_Aim of the task_.
All entries below are to be written out again exactly, but no picture is to be copied.

[Records contained in a dataset]
────────────────
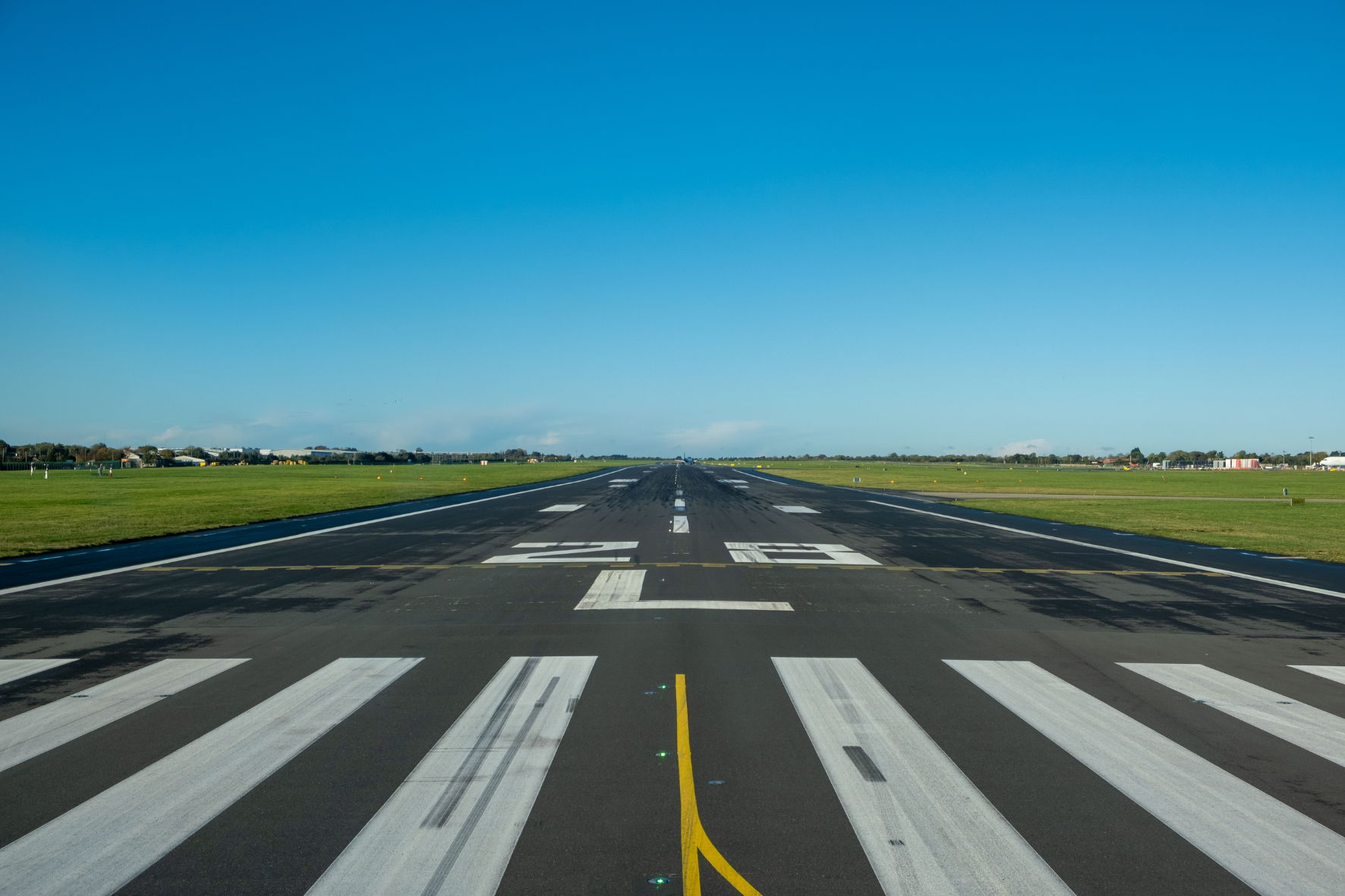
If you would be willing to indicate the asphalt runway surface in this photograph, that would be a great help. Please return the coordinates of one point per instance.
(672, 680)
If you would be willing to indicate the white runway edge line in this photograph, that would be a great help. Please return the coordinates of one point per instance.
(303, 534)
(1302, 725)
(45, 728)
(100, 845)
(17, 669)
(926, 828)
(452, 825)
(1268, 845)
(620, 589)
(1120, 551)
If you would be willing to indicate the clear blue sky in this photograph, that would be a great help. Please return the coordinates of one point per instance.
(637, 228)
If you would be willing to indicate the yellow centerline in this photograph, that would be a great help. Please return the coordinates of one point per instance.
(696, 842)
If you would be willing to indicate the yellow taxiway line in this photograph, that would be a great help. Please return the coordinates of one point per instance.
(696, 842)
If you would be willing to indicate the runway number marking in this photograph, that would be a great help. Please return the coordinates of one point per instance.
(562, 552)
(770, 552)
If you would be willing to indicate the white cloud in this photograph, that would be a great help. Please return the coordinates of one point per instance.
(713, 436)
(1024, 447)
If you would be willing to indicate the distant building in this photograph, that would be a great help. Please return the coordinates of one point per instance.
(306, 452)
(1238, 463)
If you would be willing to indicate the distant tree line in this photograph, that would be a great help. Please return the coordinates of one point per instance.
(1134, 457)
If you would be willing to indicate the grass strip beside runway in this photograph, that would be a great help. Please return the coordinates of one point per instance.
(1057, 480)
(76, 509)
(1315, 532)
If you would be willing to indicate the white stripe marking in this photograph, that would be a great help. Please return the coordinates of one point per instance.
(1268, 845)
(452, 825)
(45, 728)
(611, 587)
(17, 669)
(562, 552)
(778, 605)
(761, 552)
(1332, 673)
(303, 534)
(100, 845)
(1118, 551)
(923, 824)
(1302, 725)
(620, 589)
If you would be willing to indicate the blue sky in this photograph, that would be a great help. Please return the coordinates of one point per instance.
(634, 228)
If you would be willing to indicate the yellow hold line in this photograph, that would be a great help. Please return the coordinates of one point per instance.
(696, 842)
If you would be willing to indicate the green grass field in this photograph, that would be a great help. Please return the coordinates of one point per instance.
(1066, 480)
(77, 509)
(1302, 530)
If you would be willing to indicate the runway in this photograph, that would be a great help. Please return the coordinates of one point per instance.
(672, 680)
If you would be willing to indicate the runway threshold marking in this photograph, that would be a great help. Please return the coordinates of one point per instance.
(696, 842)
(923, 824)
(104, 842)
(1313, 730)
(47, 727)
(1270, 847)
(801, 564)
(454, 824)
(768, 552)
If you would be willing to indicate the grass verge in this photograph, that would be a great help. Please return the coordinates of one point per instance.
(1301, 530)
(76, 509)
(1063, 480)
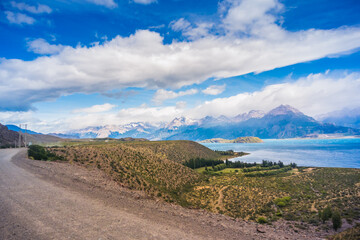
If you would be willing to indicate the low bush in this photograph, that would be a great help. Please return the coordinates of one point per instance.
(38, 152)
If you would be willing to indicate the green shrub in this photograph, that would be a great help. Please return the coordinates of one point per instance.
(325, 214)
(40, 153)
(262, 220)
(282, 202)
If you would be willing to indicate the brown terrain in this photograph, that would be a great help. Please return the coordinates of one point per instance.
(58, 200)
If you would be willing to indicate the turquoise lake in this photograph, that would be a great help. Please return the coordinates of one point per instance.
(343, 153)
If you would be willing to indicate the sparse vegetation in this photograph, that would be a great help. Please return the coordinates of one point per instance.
────────────────
_Reply to the task_.
If you would be willing to indicate the asphalt runway surface in this photograph, that would be a great help. Please return the coordinates of one point per instance.
(672, 680)
If you would be willing to indicate the white runway edge line in this photograph, that would be a great help. Please return the coordinates of one point per instance.
(303, 534)
(1302, 725)
(45, 728)
(100, 845)
(17, 669)
(926, 828)
(452, 825)
(1268, 845)
(620, 589)
(1120, 551)
If you would be willing to indicate the clear blue sky in this photograph, that would be a great help. Please return the coordinates of one point per instance.
(637, 228)
If you would be willing to indicate the yellow centerline in this photograph, that would be a great help. Please return the coordinates of one point per instance.
(696, 842)
If you would be willing to indicate the yellow taxiway line in this photograph, that would be a great help. Please return the coordinates of one point per instance.
(696, 842)
If you would be willing to indicate the runway number marking in this photograph, that would be a great help. Please return the coordinates of one point per instance.
(562, 552)
(770, 552)
If you would be willing to indicate the white cloud in this photograph, that would be a great help. Please return the coordinates of one point per instance.
(713, 436)
(1024, 447)
If you would be willing to indicate the distant building in this photograph, that would be a great help. Please return the coordinates of one point per instance.
(306, 452)
(1238, 463)
If you would be willing to indicate the distant tree line in this photograph, that would be a great help. Please return the coordinates of one point per instance.
(1134, 457)
If you would be willing to indicate the grass strip beside runway in this photograph, that would be a great help. Please return the coordinates of one point per instance.
(1057, 480)
(76, 509)
(1315, 532)
If you would be willing to indicate the white stripe marking in this photograph, that would be a great help. Please return the coordinates of one point per instance.
(1268, 845)
(452, 825)
(45, 728)
(611, 587)
(17, 669)
(562, 552)
(778, 605)
(761, 552)
(1332, 673)
(303, 534)
(100, 845)
(1118, 551)
(923, 824)
(1302, 725)
(620, 589)
If you would be willing to indicate the blue sky in this photograph, that would be a great help. Please return the coordinates of one point per instance.
(634, 228)
If you would be willing to indicate the yellow hold line in this photograph, that would be a great help. Please return the coordinates of one point per instance.
(696, 842)
If you would be willing to indicate the green grass field in this photograph, that would be a great help. Please return the coordinates of one point per instance.
(1066, 480)
(77, 509)
(1302, 530)
If you would be willing to indicate the runway in this photograph, that would be a great help. Please return the coordinates of one point per instance.
(672, 680)
If you would be willing to indicate the runway threshold marking in this photograph, that would be a great help. Please return the coordinates of one point per instance.
(696, 842)
(923, 824)
(104, 842)
(1313, 730)
(47, 727)
(1270, 847)
(801, 564)
(454, 824)
(768, 552)
If you would be willing to indicate the grass verge in this photograph, that would be a great help. Please return the coordinates of one point per instance.
(1301, 530)
(76, 509)
(1063, 480)
If you would be willing to indicate the low bush in this photograph, that would be a great help. Please return the coordinates of one point per instance.
(38, 152)
If you would be willing to indicate the green shrub in this photograph, that would be a great help. Please return the coordinates of one point per instance.
(325, 214)
(40, 153)
(262, 220)
(282, 202)
If you would be willing to indicate the brown terrain in this photograph, that would be a great help. Please return the coordinates of one point per instance.
(58, 200)
If you would be willing to indicate the turquoise lake in this photograph, that would be a great help. Please return the coordinates of one point per instance.
(343, 153)
If you would be willing to indicate the sparse vegetation in this photograph, that would be a great help. Please return the coordinates of one point per instance.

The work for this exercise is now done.